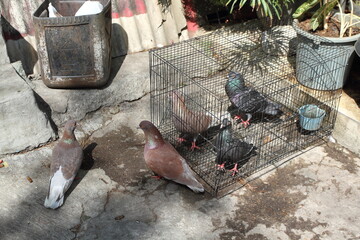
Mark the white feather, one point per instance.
(58, 186)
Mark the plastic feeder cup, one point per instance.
(311, 117)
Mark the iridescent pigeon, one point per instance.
(67, 156)
(247, 101)
(162, 158)
(232, 153)
(188, 122)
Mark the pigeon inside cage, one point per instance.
(226, 121)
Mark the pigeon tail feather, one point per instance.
(55, 198)
(58, 186)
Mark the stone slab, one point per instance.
(23, 124)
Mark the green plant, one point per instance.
(323, 13)
(269, 7)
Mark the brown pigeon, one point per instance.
(187, 121)
(67, 156)
(162, 158)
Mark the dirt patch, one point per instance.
(332, 31)
(337, 152)
(120, 155)
(269, 203)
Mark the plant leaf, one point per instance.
(306, 6)
(319, 15)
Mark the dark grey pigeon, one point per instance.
(67, 156)
(247, 101)
(232, 153)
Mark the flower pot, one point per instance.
(311, 117)
(323, 63)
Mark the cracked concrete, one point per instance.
(313, 196)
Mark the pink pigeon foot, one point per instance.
(244, 123)
(181, 140)
(234, 170)
(193, 146)
(157, 177)
(220, 166)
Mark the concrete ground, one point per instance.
(313, 196)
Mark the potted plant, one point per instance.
(326, 40)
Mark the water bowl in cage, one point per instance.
(311, 117)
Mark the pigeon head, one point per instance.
(225, 122)
(175, 96)
(236, 80)
(152, 134)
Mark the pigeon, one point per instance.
(247, 101)
(186, 121)
(162, 158)
(67, 156)
(231, 151)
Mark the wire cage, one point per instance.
(188, 88)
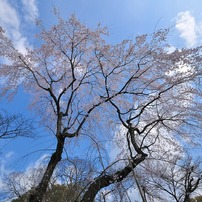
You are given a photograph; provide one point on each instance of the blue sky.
(125, 19)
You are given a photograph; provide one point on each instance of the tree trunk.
(39, 192)
(106, 180)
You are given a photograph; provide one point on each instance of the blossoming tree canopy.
(76, 79)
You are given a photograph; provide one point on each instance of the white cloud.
(10, 21)
(31, 9)
(9, 16)
(190, 28)
(186, 25)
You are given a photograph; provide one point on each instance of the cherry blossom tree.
(82, 86)
(175, 180)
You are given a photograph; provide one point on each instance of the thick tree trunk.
(106, 180)
(38, 194)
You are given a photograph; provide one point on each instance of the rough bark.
(106, 180)
(39, 192)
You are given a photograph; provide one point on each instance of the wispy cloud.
(30, 9)
(186, 25)
(190, 29)
(12, 22)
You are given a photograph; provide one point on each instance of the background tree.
(84, 87)
(12, 126)
(175, 180)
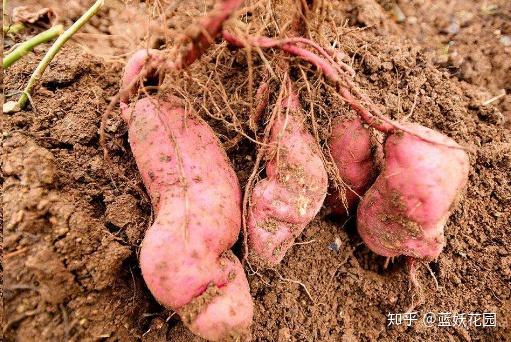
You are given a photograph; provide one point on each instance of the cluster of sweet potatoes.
(402, 193)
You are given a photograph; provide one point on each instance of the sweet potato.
(185, 257)
(405, 210)
(355, 153)
(293, 191)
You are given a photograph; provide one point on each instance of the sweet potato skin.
(355, 152)
(185, 257)
(405, 210)
(293, 192)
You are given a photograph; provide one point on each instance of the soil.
(73, 220)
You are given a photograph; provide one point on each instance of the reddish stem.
(203, 34)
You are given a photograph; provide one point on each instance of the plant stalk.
(55, 48)
(27, 46)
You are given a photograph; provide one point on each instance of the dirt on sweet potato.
(65, 208)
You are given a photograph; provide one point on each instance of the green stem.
(30, 44)
(55, 48)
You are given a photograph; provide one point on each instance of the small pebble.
(505, 40)
(412, 20)
(453, 28)
(399, 16)
(336, 245)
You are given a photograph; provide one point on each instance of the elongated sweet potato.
(291, 195)
(355, 153)
(405, 210)
(185, 257)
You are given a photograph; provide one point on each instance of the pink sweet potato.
(293, 192)
(354, 152)
(185, 257)
(405, 210)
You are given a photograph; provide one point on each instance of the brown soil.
(73, 221)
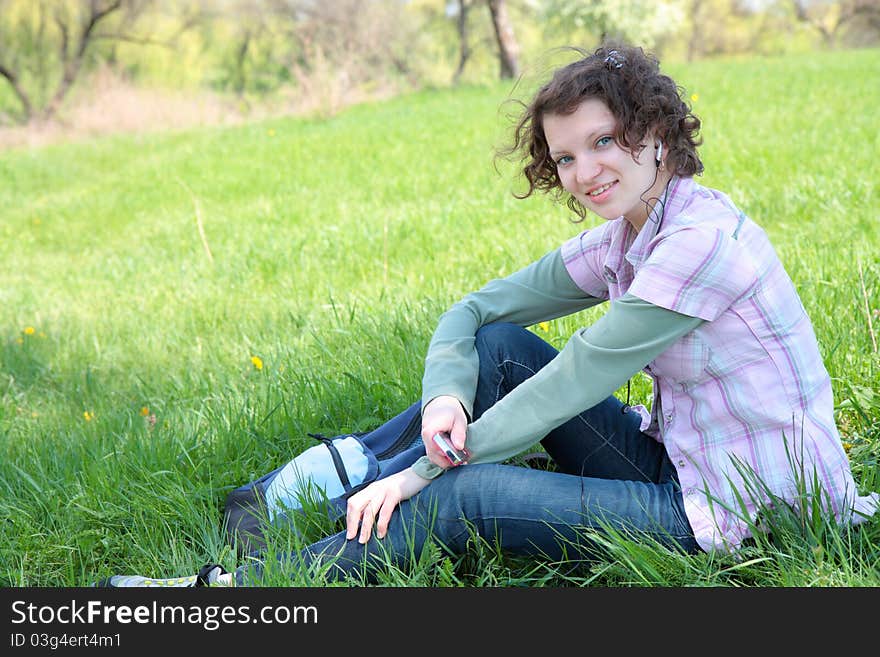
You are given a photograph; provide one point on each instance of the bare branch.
(12, 78)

§ §

* Task details
From the first record to the last, print everything again exactly, without pictures.

* Your solution
Mark the white feather, one point per instance.
(58, 186)
Mark the plastic feeder cup, one point per instance.
(311, 117)
Mark the iridescent pigeon, one point per instance.
(67, 156)
(247, 101)
(162, 158)
(232, 153)
(188, 122)
Mark the pigeon inside cage, one point per instance.
(226, 121)
Mark the pigeon tail feather, one point per instance.
(55, 198)
(58, 186)
Mark the stone slab, one point per instance.
(23, 124)
Mark the green plant, one point per instance.
(323, 13)
(269, 7)
Mark the brown pigeon, one point per instance.
(187, 121)
(67, 156)
(162, 158)
Mark the dirt patch, one point per instance.
(332, 31)
(337, 152)
(120, 155)
(269, 203)
Mark the plant leaf, one point per instance.
(306, 6)
(319, 15)
Mark the dark grey pigeon, one point per instance.
(67, 156)
(247, 101)
(232, 153)
Mark the flower pot, one point per instance.
(311, 117)
(323, 63)
Mark the cracked concrete, one point per instance.
(313, 196)
Mark the pink pigeon foot, one point per instance.
(244, 123)
(181, 140)
(234, 170)
(193, 146)
(157, 177)
(220, 166)
Mark the concrete ground, one point per instance.
(313, 196)
Mark the potted plant, one point per instance.
(326, 40)
Mark the water bowl in cage, one point per instance.
(311, 117)
Mark the pigeon head, one point per instance.
(225, 122)
(175, 96)
(236, 80)
(152, 134)
Mark the pigeon, one point per instance.
(247, 101)
(186, 121)
(162, 158)
(67, 156)
(231, 151)
Mark the wire cage, one point per instance.
(188, 88)
You are given a photograph; provide one point on each instance of the blue sky.
(125, 19)
You are given a photograph; provide one point on each instance of the tree trunk.
(39, 192)
(106, 180)
You are given a photograph; provide one point on each instance of the blossoming tree canopy.
(76, 79)
You are given a photograph; provide one point on each instance of the white cloud.
(10, 21)
(31, 9)
(9, 16)
(190, 28)
(186, 25)
You are given a photograph; provide one point on each instance of the cherry blossom tree.
(82, 86)
(175, 180)
You are given a photograph; provide one point on each instance of the thick tree trunk.
(106, 180)
(38, 194)
You are given a photograph; provide one point on each instance of the rough bark.
(106, 180)
(39, 192)
You are given a photograph; provide one point on each instance of the wispy cloud.
(30, 9)
(186, 25)
(190, 29)
(12, 22)
You are given a photograph; provide one point on each instance of the background tree.
(84, 87)
(12, 126)
(175, 180)
You are given a photograph; provide one point on each instance of the cluster of sweet potatoes.
(402, 193)
You are given a photograph; provide one point on each instance of the sweet potato.
(185, 257)
(405, 210)
(355, 153)
(293, 191)
You are given a photograph; provide one point on each instance of the sweet potato skin.
(355, 152)
(185, 257)
(405, 210)
(293, 192)
You are given a photograph; provide one point on each instance of the soil.
(73, 220)
You are given a photograph; provide one point on each instance of the reddish stem.
(203, 34)
You are given a photograph; provide one point on each instance of the plant stalk.
(55, 48)
(27, 46)
You are given a photograph; provide one point on each instance of the dirt on sweet potato.
(65, 208)
You are given a photograph; provide one point on each instance of the green stem.
(30, 44)
(55, 48)
You are given a photograph; provide one point on each instance of the small pebble.
(505, 40)
(412, 20)
(453, 28)
(399, 16)
(336, 245)
You are given a photograph; provide one point on each instance of the elongated sweet potato.
(291, 195)
(355, 153)
(405, 210)
(185, 257)
You are given a photograph; provide one point on each instance of the pink sweet potato.
(293, 192)
(354, 152)
(185, 257)
(405, 210)
You are given a photograph; provide one point on each instance of the brown soil.
(73, 221)
You are given a photograph; provide one point on each instance of the bare branch.
(12, 78)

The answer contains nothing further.